(Collected data)
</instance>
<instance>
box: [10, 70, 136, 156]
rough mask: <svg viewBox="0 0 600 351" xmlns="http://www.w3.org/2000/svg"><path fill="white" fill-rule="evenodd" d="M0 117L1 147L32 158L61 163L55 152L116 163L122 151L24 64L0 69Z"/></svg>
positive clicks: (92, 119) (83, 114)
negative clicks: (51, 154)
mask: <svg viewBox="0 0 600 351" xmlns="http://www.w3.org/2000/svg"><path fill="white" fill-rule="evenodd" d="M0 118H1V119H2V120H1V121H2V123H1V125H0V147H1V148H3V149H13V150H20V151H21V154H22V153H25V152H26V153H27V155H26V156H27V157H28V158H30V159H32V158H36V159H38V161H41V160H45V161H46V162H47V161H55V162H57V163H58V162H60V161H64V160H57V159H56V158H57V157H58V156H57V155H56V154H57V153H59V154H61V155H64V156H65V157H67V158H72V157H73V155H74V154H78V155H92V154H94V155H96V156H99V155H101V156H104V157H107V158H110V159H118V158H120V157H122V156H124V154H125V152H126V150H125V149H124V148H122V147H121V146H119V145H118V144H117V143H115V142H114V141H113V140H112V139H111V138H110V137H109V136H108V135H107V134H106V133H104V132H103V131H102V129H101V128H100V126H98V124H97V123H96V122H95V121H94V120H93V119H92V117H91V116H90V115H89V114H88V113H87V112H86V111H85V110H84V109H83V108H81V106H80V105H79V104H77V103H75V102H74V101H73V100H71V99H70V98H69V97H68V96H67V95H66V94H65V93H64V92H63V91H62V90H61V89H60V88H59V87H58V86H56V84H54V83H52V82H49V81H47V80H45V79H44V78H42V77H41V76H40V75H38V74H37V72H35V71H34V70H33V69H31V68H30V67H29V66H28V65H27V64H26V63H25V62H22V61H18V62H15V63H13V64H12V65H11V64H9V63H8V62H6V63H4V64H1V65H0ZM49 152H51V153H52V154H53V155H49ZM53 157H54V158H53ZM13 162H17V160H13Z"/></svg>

> **WHAT TO PRODUCE**:
Reproduce everything from the start of the rows down through the line containing "positive clicks: (92, 119) (83, 114)", swapping "rough mask" for "coarse mask" and keeping everything else unchanged.

> **WRITTEN RESPONSE**:
</instance>
<instance>
box: [10, 70, 136, 156]
coarse mask: <svg viewBox="0 0 600 351" xmlns="http://www.w3.org/2000/svg"><path fill="white" fill-rule="evenodd" d="M0 117L1 147L32 158L61 163L55 152L116 163L122 151L24 64L0 69Z"/></svg>
positive clicks: (92, 119) (83, 114)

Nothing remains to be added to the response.